→ **Text section**
══════
Monday, August 31, 2020

Middle Grade Monday and Arc Review: The Boys in the Back Row by Mike Jung


Image: Levine Querido

The Boys in the Back Row
by Mike Jung.268 p. Levine Querido, October 6, 2020. 9781646140114. (Review of arc courtesy of publisher.)

I'm back! I took a rare week off of blogging. My week at a lake in the Adirondack Mountains was filled with reading and mostly absent of wi-fi and cell service, which was weird. Cell service was spotty and I could occasionally get on the Internet but not reliably and not for any sustained length of time. 

My dogs loved the lake and the freedom of running around a fenced in yard and in and out of the water. We've always vacationed at the beach mostly due to the fact that we owned a beach house and the dogs were largely stuck inside since the property was small and not fenced in and dogs weren't allowed on the beach between May and October. I never thought of myself as a lake person. I was pleasantly surprised. 

Middle Grade Monday features The Boys in the Back Row by Mike Jung. The back row refers to the percussion section in a band and the boys refers to two best friends, Mike Park and Eric Costa. Mike is the narrator and he's super-anxious about the start of his sixth grade year. He doesn't look forward to all the changes sixth grade will bring; but he's happy to have Eric to help him through. They've been best friends since fourth grade band and also share a love of comics, especially Sandpiper. Eric has convinced Mike to switch from flute and piccolo to drums this year so that they can sit together during band. The two have to put up with their frenemy, Sean, who is also a drummer and takes a great deal of pleasure in bullying Matt and Eric, casually slinging racist and homophobic slurs their way. 

The boys do their best to ignore it and focus on the epic end-of-year band trip to an amusement park for a competition. Then they learn that the author of Sandpiper will be at a comic con nearby at the same time as the competition! They make plans to sneak away from band to attend but Sean wants in. What makes everything worse? Eric is moving across the country at the end of the school year.

This story is both amusing and endearing. It is familiar as well as utterly unique. It celebrates band kids and boy best friendship that is filled with warm affection and absent of budding toxic masculinity and constant competition. The Boys in the Back Row releases in October and is a first-purchase.
══════
→ **Activity**
Please reproduce the entire blog post reviewing The Boys in the Back Row word for word. The records come from a different source than the blog post.
══════
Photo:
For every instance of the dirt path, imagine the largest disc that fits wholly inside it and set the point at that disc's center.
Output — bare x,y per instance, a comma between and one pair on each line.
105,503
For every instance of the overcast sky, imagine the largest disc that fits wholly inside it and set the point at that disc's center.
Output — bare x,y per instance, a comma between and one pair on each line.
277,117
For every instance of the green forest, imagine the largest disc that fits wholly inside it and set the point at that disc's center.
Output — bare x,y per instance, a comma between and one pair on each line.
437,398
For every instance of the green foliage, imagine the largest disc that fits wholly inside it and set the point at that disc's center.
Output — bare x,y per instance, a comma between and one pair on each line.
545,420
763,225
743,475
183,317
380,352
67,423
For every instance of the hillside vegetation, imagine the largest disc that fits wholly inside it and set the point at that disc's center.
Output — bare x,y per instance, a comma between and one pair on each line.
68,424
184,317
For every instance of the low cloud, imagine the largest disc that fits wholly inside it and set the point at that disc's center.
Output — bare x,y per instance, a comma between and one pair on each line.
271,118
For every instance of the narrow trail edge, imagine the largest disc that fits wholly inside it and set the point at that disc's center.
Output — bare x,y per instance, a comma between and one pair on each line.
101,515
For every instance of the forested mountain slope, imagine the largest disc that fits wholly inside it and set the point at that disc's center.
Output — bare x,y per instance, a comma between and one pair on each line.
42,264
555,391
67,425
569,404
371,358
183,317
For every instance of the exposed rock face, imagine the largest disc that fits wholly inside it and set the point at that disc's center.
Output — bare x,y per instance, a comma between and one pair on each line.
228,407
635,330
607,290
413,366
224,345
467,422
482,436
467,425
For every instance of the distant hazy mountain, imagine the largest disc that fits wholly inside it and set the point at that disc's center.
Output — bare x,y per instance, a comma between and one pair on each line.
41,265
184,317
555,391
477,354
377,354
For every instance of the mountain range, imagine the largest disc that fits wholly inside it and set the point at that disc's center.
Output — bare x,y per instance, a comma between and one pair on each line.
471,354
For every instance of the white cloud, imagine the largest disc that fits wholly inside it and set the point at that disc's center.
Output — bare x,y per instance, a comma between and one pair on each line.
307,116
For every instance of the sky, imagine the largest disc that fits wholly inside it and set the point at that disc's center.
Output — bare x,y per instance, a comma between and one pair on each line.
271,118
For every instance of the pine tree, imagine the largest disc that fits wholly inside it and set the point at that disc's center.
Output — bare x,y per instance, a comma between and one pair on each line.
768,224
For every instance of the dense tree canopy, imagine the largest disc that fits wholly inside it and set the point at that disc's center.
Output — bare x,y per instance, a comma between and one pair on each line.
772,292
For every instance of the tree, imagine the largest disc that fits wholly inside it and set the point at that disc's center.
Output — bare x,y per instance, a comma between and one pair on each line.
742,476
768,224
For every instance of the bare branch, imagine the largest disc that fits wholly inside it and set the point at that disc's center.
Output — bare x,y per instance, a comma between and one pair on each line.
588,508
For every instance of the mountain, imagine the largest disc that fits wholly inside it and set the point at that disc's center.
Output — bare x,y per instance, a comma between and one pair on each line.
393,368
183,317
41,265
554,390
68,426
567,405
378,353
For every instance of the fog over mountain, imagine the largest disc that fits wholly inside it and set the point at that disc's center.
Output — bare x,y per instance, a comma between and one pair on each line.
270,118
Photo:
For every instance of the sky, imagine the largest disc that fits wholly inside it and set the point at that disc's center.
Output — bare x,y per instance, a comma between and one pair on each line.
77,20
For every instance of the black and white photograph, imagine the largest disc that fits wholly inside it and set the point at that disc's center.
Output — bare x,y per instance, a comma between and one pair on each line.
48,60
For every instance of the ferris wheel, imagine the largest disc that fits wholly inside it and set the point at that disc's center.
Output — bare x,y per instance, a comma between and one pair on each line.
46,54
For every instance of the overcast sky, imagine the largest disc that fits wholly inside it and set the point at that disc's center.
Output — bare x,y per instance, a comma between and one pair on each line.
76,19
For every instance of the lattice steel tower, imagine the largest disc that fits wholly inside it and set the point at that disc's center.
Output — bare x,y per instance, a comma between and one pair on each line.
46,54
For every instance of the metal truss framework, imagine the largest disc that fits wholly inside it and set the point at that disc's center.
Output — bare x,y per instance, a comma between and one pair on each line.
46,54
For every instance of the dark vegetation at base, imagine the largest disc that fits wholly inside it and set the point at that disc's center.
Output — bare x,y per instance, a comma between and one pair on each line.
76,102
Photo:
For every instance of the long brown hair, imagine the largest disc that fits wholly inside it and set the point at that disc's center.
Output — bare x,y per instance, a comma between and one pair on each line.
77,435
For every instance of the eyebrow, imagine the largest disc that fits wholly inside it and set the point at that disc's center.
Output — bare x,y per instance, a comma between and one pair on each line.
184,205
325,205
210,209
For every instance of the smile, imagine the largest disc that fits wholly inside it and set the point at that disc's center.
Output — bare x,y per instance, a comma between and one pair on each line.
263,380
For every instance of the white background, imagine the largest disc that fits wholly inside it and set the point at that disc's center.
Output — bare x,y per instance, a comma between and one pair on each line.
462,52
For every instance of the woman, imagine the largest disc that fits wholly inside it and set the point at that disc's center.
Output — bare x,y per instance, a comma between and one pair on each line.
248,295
══════
→ **Finished exercise**
Monday, August 31, 2020

Middle Grade Monday and Arc Review: The Boys in the Back Row by Mike Jung


Image: Levine Querido

The Boys in the Back Row
by Mike Jung.268 p. Levine Querido, October 6, 2020. 9781646140114. (Review of arc courtesy of publisher.)

I'm back! I took a rare week off of blogging. My week at a lake in the Adirondack Mountains was filled with reading and mostly absent of wi-fi and cell service, which was weird. Cell service was spotty and I could occasionally get on the Internet but not reliably and not for any sustained length of time. 

My dogs loved the lake and the freedom of running around a fenced in yard and in and out of the water. We've always vacationed at the beach mostly due to the fact that we owned a beach house and the dogs were largely stuck inside since the property was small and not fenced in and dogs weren't allowed on the beach between May and October. I never thought of myself as a lake person. I was pleasantly surprised. 

Middle Grade Monday features The Boys in the Back Row by Mike Jung. The back row refers to the percussion section in a band and the boys refers to two best friends, Mike Park and Eric Costa. Mike is the narrator and he's super-anxious about the start of his sixth grade year. He doesn't look forward to all the changes sixth grade will bring; but he's happy to have Eric to help him through. They've been best friends since fourth grade band and also share a love of comics, especially Sandpiper. Eric has convinced Mike to switch from flute and piccolo to drums this year so that they can sit together during band. The two have to put up with their frenemy, Sean, who is also a drummer and takes a great deal of pleasure in bullying Matt and Eric, casually slinging racist and homophobic slurs their way. 

The boys do their best to ignore it and focus on the epic end-of-year band trip to an amusement park for a competition. Then they learn that the author of Sandpiper will be at a comic con nearby at the same time as the competition! They make plans to sneak away from band to attend but Sean wants in. What makes everything worse? Eric is moving across the country at the end of the school year.

This story is both amusing and endearing. It is familiar as well as utterly unique. It celebrates band kids and boy best friendship that is filled with warm affection and absent of budding toxic masculinity and constant competition. The Boys in the Back Row releases in October and is a first-purchase.